_YOUR TASK_. Can you reproduce the listing below with every "photo above" replaced by "image above" and all else left unchanged? Omit the pictures.

_RECORD EXTRACTS_.

####

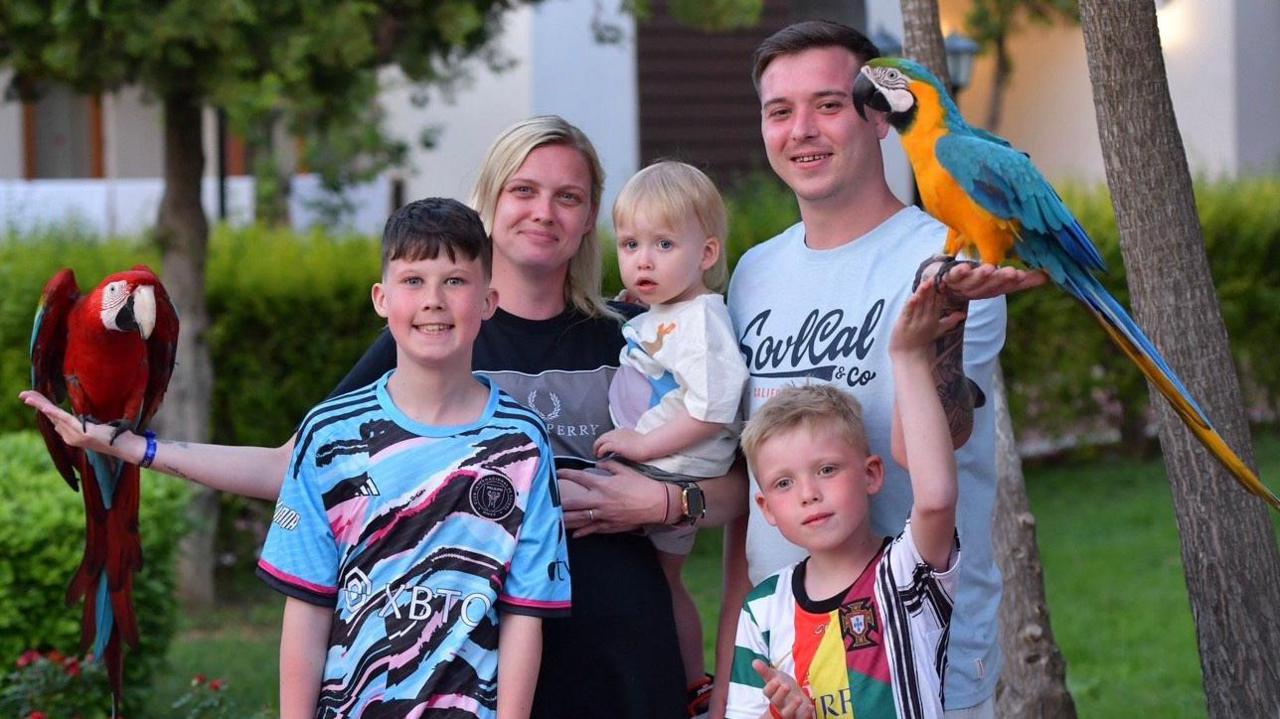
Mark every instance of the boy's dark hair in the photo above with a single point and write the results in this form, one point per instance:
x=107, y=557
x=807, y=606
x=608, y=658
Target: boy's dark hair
x=423, y=228
x=798, y=37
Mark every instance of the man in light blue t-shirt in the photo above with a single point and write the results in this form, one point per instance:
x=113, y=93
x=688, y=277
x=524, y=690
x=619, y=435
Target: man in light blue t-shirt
x=817, y=302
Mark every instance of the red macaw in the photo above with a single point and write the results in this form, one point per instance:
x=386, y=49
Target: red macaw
x=995, y=201
x=112, y=353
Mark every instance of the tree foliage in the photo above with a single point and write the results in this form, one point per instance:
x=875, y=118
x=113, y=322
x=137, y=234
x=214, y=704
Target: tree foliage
x=991, y=22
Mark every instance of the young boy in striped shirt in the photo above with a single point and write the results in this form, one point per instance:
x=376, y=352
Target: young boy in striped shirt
x=859, y=627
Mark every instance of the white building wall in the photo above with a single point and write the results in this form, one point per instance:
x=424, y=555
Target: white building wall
x=1197, y=37
x=133, y=134
x=10, y=133
x=1048, y=106
x=1257, y=73
x=886, y=15
x=589, y=85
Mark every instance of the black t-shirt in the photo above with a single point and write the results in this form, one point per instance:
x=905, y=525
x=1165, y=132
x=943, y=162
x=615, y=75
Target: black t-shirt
x=617, y=655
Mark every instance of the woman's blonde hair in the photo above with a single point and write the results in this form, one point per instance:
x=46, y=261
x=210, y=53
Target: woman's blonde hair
x=668, y=192
x=507, y=152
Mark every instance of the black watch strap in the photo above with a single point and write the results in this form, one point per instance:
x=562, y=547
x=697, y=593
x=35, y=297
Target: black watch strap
x=693, y=504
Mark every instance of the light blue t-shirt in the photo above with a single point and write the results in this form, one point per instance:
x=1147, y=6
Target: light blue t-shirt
x=417, y=536
x=824, y=315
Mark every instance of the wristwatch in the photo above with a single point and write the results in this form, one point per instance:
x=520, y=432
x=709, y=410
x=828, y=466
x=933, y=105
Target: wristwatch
x=693, y=504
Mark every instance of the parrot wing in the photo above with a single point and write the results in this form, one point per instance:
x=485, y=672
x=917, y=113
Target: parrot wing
x=48, y=349
x=161, y=351
x=1004, y=182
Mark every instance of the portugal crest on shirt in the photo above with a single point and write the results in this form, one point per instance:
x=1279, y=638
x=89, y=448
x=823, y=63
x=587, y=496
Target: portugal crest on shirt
x=858, y=621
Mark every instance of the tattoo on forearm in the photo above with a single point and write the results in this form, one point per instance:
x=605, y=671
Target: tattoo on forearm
x=952, y=385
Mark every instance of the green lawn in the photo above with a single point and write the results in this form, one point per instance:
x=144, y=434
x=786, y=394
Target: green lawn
x=1111, y=566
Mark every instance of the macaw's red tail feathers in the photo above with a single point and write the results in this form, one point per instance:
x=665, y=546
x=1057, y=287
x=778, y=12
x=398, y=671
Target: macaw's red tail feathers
x=1130, y=339
x=114, y=659
x=65, y=458
x=85, y=581
x=124, y=554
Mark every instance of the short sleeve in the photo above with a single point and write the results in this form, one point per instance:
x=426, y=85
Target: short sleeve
x=300, y=558
x=910, y=569
x=746, y=688
x=707, y=361
x=538, y=580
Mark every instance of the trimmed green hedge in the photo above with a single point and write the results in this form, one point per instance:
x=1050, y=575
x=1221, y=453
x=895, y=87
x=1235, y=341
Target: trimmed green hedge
x=41, y=544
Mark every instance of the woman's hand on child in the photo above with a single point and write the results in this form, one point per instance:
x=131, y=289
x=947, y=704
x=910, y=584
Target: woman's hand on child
x=615, y=499
x=624, y=443
x=924, y=319
x=786, y=699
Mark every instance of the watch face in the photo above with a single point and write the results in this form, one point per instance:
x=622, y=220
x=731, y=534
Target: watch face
x=694, y=502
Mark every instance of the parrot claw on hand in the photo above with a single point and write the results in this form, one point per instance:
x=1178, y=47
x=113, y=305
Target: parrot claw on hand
x=993, y=201
x=110, y=353
x=120, y=427
x=940, y=279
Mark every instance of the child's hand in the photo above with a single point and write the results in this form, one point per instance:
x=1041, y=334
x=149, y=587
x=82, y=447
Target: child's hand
x=624, y=443
x=923, y=321
x=786, y=699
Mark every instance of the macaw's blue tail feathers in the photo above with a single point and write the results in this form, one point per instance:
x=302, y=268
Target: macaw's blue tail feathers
x=1134, y=343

####

_WRITTEN RESPONSE_.
Mark every instance of the boy's dark hair in the image above with a single point and write the results in this form, one point per instance:
x=107, y=557
x=807, y=606
x=608, y=658
Target: boy's dark hair
x=423, y=228
x=798, y=37
Mark every instance of the man in light blue t-shirt in the image above with a single point and write the results in this form, one point per instance:
x=113, y=93
x=688, y=277
x=524, y=690
x=619, y=435
Target: man in light blue t-shirt
x=817, y=302
Mark every instance of the red macaw in the image above with a single point and write the results in this form, one point per instance:
x=386, y=49
Target: red macaw
x=995, y=201
x=112, y=353
Mark every instance of the tree foliage in the image above with a single point and write the results in this form, one point per instance:
x=875, y=118
x=113, y=322
x=137, y=234
x=214, y=704
Target: tree foliage
x=991, y=22
Mark every instance of the young boy in striped shirt in the image above with a single point and write the results in this form, one point per instance:
x=376, y=352
Target: young boy in striped shirt
x=859, y=627
Mark every instance of the white building wall in the image above with a single point and write the results in this form, one point per instance:
x=424, y=555
Target: white building wall
x=1197, y=37
x=133, y=134
x=10, y=133
x=1048, y=106
x=1257, y=73
x=886, y=15
x=589, y=85
Mark every instance of the black t-shirt in the image above with a single point and write the results in this form, one point per instance:
x=905, y=525
x=1165, y=132
x=943, y=162
x=615, y=75
Target: black t-shirt
x=617, y=655
Mark every instance of the woman's blonde hair in the image above with a single point and write the results in this form, one point per instance:
x=46, y=261
x=210, y=53
Target: woman's blonde hair
x=668, y=192
x=507, y=152
Mark every instance of the black watch strap in the image above with a single point and write the results in this form, one point per instance:
x=562, y=547
x=697, y=593
x=35, y=297
Target: black watch strap
x=693, y=504
Mark every instance of the light blue t-shirt in the image above with a single point and write the results in this form, one point per instance:
x=1147, y=6
Target: light blue t-shirt
x=417, y=536
x=824, y=315
Mark every instance of the wristwatch in the image above with a single point and write the results in this form, one point per instance:
x=520, y=432
x=709, y=410
x=828, y=466
x=933, y=105
Target: wristwatch
x=693, y=504
Mark every instance of the parrot wing in the image above with a single point and write the results in this form, one point per instance:
x=485, y=672
x=917, y=113
Target: parrot wing
x=48, y=349
x=161, y=351
x=1004, y=182
Mark every instance of the portugal crest on shirt in the image above with a single point and write the results in this form, one point per instance:
x=1279, y=638
x=89, y=448
x=823, y=63
x=587, y=496
Target: portugal crest on shirt
x=858, y=621
Mark every instance of the tattoo on forearm in the image above with a single point and write the results in this form, one point per instance:
x=605, y=671
Target: tattoo on forearm
x=952, y=385
Mark every instance of the green lawn in the image above with a single point and write the results in this form, one point per instance:
x=144, y=434
x=786, y=394
Target: green lawn
x=1111, y=566
Mark every instance of the macaw's red tail feathers in the image above with a single point and write the results in this form, one point per instance:
x=665, y=546
x=1057, y=287
x=778, y=12
x=398, y=671
Target: macaw's red tail feathers
x=1130, y=339
x=114, y=659
x=65, y=458
x=85, y=581
x=124, y=554
Mark every instance of the short sleeve in the image above with a single point and write the results in this form, one point per instance:
x=426, y=85
Target: short sleeve
x=300, y=558
x=910, y=569
x=746, y=688
x=707, y=361
x=538, y=580
Mark every instance of the trimmed green hedge in the image above with a single point and write the results in this form, one point per instance:
x=1050, y=575
x=1221, y=453
x=895, y=87
x=1235, y=341
Target: trimmed green hedge
x=41, y=544
Mark every instance of the woman's hand on child in the image above with a single point and write the results in this form, one point per instance:
x=131, y=289
x=947, y=704
x=910, y=584
Target: woman's hand on child
x=615, y=499
x=624, y=443
x=924, y=319
x=786, y=699
Mark every instance of the watch face in the image above with a single point and write the results in this form, one point per instance:
x=622, y=220
x=731, y=534
Target: watch face
x=694, y=502
Mark every instance of the parrot claw on hand in the image above with a single point and write the results in this form, one point per instance:
x=1178, y=47
x=113, y=305
Target: parrot claw on hand
x=993, y=201
x=110, y=353
x=120, y=427
x=940, y=279
Mark every instance of the child's hand in the image above with a single point and write the results in this form, one point per instance:
x=1041, y=334
x=149, y=587
x=82, y=447
Target: child's hand
x=624, y=443
x=923, y=321
x=786, y=699
Mark every instance of the macaw's blue tail feathers in the image above with a single point and write the results in this form, one point per instance:
x=302, y=268
Target: macaw's blue tail feathers
x=1134, y=343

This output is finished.